SET TASK: Give back every line of the material below unchanged, leaving out the pictures.
>> START
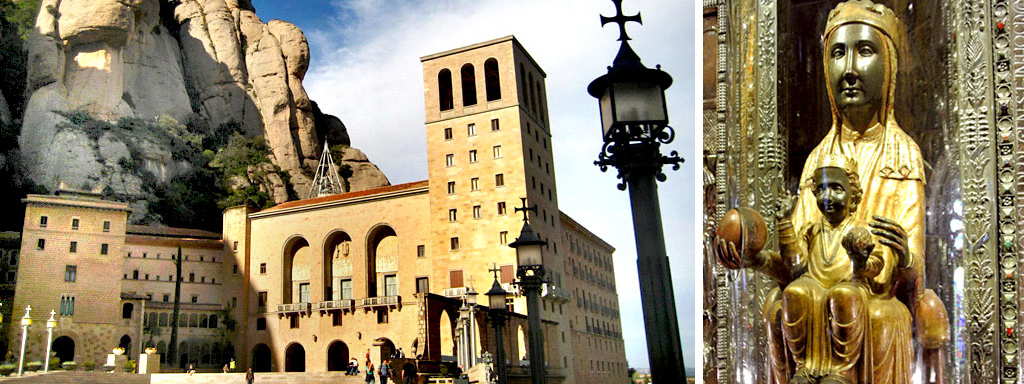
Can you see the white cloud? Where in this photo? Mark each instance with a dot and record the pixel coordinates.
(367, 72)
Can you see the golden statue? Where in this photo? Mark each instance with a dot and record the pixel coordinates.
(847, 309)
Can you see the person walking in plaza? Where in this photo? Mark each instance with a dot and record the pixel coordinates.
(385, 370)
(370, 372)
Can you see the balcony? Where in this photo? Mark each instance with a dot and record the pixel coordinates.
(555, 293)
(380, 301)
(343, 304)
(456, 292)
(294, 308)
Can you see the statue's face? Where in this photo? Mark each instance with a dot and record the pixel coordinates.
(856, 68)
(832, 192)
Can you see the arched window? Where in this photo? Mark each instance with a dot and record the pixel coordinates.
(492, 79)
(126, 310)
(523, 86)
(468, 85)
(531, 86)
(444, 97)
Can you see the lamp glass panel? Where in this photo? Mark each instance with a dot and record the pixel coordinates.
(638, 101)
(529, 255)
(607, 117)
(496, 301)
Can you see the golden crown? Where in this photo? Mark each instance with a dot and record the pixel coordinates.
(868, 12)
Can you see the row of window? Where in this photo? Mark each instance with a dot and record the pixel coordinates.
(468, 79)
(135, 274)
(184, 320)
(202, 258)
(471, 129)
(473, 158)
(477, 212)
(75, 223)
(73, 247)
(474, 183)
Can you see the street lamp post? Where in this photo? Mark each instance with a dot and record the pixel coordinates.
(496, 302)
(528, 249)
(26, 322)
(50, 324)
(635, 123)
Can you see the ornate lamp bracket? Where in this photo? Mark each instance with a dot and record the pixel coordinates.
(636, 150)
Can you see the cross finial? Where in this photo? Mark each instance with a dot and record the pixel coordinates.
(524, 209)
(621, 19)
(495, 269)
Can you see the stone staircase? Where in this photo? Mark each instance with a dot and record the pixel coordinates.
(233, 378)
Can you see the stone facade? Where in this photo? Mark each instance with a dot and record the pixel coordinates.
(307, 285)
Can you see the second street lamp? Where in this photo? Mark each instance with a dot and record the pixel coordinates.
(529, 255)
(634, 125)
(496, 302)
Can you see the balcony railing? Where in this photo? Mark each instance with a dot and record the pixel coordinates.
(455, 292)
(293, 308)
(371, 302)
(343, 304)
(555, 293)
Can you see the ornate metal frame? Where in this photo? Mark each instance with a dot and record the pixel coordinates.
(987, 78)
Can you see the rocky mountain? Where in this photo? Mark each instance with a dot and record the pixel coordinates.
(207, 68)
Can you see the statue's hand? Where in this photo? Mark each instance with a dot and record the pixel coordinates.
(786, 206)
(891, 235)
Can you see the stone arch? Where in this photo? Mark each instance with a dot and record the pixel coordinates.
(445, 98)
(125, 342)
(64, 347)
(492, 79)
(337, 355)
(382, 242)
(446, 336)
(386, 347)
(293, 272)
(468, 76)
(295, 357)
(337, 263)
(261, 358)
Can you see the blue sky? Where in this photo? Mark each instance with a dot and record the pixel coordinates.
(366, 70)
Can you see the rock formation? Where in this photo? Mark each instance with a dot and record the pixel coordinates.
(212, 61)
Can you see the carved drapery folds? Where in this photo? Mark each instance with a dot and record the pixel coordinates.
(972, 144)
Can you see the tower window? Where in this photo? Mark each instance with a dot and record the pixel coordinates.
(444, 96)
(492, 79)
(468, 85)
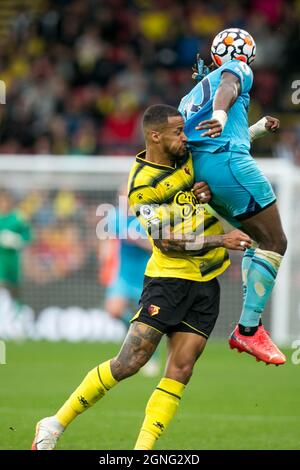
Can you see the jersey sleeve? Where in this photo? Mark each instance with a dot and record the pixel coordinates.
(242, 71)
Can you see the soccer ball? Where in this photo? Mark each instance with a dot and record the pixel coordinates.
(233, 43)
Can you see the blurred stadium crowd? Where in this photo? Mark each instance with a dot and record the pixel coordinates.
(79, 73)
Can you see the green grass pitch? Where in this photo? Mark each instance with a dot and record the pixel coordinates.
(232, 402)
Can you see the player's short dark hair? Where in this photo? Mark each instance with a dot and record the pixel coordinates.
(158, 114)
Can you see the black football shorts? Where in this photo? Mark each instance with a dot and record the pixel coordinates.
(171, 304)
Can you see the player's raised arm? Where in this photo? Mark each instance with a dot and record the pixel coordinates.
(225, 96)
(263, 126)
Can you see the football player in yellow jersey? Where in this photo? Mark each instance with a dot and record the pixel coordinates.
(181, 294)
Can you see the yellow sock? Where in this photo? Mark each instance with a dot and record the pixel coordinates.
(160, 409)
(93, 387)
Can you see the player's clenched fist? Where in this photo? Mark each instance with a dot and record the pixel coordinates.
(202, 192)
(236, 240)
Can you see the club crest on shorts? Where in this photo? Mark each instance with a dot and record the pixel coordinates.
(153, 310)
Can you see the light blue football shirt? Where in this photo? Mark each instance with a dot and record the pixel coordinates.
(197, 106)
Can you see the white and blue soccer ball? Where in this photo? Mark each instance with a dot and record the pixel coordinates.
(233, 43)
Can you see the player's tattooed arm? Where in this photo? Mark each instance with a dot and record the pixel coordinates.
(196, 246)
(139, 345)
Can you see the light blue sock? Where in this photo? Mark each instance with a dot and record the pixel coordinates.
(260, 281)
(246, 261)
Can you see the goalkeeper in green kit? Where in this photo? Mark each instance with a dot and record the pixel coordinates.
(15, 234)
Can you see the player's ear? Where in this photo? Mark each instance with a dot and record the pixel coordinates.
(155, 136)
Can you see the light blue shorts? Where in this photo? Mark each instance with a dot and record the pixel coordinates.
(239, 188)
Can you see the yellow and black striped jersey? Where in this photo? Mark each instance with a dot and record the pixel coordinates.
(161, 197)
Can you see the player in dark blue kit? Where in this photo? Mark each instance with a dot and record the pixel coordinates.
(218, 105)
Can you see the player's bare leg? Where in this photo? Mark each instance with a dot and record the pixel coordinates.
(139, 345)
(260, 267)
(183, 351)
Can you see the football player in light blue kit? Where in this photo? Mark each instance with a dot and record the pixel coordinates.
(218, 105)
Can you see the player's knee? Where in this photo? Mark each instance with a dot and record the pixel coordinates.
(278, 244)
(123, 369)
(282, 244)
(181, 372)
>> END
EXERCISE RESULT:
Can you see the white cloud? Where in this photo? Mark each instance with a dot and record the pixel coordinates.
(367, 72)
Can you see the golden statue? Where in this photo? Mark each instance with a dot and record the pixel coordinates.
(847, 309)
Can you see the person walking in plaza? Where in this photo? Mark each instance with a dot and record the pixel coordinates.
(385, 370)
(370, 372)
Can you see the balcony? Where in this photo? Mark each instance with a dot and record the pixel coordinates.
(555, 293)
(380, 301)
(343, 304)
(456, 292)
(294, 308)
Can you see the statue's face? Where in this photo? Mark each instance with a dot and record the pixel coordinates.
(856, 68)
(832, 192)
Can you see the arched window? Where in this photo? Mark each instance with a dot and record the pixel coordinates.
(492, 79)
(126, 310)
(523, 86)
(468, 85)
(531, 86)
(444, 97)
Can you see the lamp glass panel? Where in this photo? Mark each instance with a dot and record the pixel coordinates.
(638, 101)
(529, 255)
(607, 117)
(496, 301)
Can you see the golden crown? Where in this photo? Mark each instance with a dot and record the pixel coordinates.
(868, 12)
Can you see the row of window? Where in this photo? Mark each instance with a dot and record the pixel coordinates.
(468, 79)
(135, 274)
(184, 320)
(202, 258)
(471, 129)
(473, 158)
(477, 212)
(75, 223)
(73, 247)
(474, 183)
Can you see the street lamp post? Where in this photo? Mark each instance with a dot and record the pixel coordinates.
(496, 302)
(528, 249)
(26, 322)
(50, 324)
(635, 123)
Can you see the ornate lamp bracket? Where in this photo? Mark each instance with a dot and record the pixel coordinates.
(636, 150)
Can you see the cross finial? Where in this photo? Mark each instance with a dot and record the pixel coordinates.
(524, 209)
(621, 19)
(495, 269)
Can you see the stone staircase? Where in this photo? Mark each instance with a dot and record the pixel coordinates.
(233, 378)
Can you see the stone facade? Where in this photo? Mark each instance with a dot and record the pixel coordinates.
(307, 285)
Can you see the second street lamp? Where in this photo? Mark each instance with a dot and record the pixel coordinates.
(529, 255)
(634, 125)
(496, 302)
Can you see the balcony railing? Where in this photo? Mark each instance with a dot and record the pixel coordinates.
(455, 292)
(293, 308)
(371, 302)
(343, 304)
(555, 293)
Can you see the ornate metal frame? Where in this photo? Mark each instance with a dot and record the pixel coordinates.
(987, 78)
Can you see the rocky mountain? Where in this photo? Mark each instance with a dot and record the pixel coordinates.
(207, 68)
Can you see the statue's hand? Where in this photo? Mark each instance with a dot and record the pixel coordinates.
(786, 206)
(891, 235)
Can you see the stone arch? Where in this photo? Mark each instance with a dot and record the pixel coordinates.
(445, 98)
(125, 342)
(64, 347)
(492, 79)
(337, 355)
(382, 242)
(446, 336)
(386, 347)
(293, 272)
(468, 76)
(295, 357)
(337, 263)
(261, 358)
Can you see the blue sky? Where in this photo? Mark each instance with a dot and record the pixel coordinates.
(366, 70)
Can you see the rock formation? Where in this photo? Mark each instance with a dot and record the pixel coordinates.
(212, 61)
Can you see the carved drapery folds? Where in this photo? Mark each instance with a dot and record the pixel coordinates.
(972, 144)
Can you see the tower window? Where in this photo? Mark each instance with a dot and record the pixel coordinates.
(444, 96)
(492, 79)
(468, 85)
Can you see the jersey sleeve? Where in this photo? Mark each instance with a dot and record the pixel coordinates.
(242, 71)
Can you see the soccer ball? Where in this photo? Mark each instance with a dot and record the pixel coordinates.
(233, 43)
Can you see the blurred stadium crowd? Where in this photo? Mark each instance with a dot and record the pixel coordinates.
(79, 73)
Can you see the green grass pitch? Where in this photo? Mark each instance with a dot and record the pixel coordinates.
(232, 402)
Can you see the player's short dark hair? Where in this photo? Mark each instance with a dot and record the pixel coordinates.
(158, 114)
Can you see the black football shorts? Where in this photo? Mark each instance with a dot and record the pixel coordinates.
(171, 304)
Can you see the player's raised arm? Where in this photo? Mark each instance with a dot and record the pixel coordinates.
(225, 96)
(263, 126)
Can you see the football player in yellow jersey? Where in this photo? Mark each instance with a dot and record the pixel coordinates.
(181, 294)
Can you see the yellow sock? Where in this photo? Mark each instance with a dot and record the pixel coordinates.
(160, 409)
(93, 387)
Can you see the player's clenched fist? Where in this photo? Mark each instance with a dot and record the pixel coordinates.
(202, 192)
(236, 240)
Can you see the club crest on shorts? Where in this photo? Mark each instance with a dot and record the pixel coordinates.
(153, 310)
Can you see the light blue football shirt? Where in this photo? Mark each instance with a dot and record the pixel coordinates.
(197, 106)
Can you see the white and blue soccer ball? Where in this photo? Mark each instance with a dot and record the pixel coordinates.
(233, 43)
Can you see the player's tattooed arm? Where in this photo? Mark each instance with a dot and record the pixel coordinates.
(196, 246)
(139, 345)
Can you see the light blue sock? Where in this photo? Mark each instance with a dot and record the pixel coordinates.
(260, 281)
(246, 261)
Can you see the goalkeeper in green kit? Where in this photo? Mark each instance with a dot and record the pixel coordinates.
(15, 234)
Can you see the player's ear? Where in this photo? Mark each instance with a dot and record the pixel coordinates.
(155, 136)
Can you see the light blue shorts? Where in this photo? Mark each instance with a dot and record the pixel coordinates.
(239, 188)
Can you see the yellow and black striped jersey? Where in this photo? Mark each instance with a dot and record the pixel coordinates.
(161, 197)
Can you see the player in dark blue kit? Where in this photo? Mark each instance with a dot and record the pixel coordinates.
(218, 105)
Can you see the player's bare leg? Where in this photo? Mark each instance with a dot and record the pixel coordinates.
(139, 345)
(260, 267)
(183, 351)
Can you see the football player in light blue kit? Where in this photo? Mark each instance with a dot and record the pixel coordinates.
(218, 105)
Can you see the player's knee? Where in this photo? Mark each instance with a dot and record the pixel coordinates.
(278, 244)
(123, 369)
(282, 244)
(181, 372)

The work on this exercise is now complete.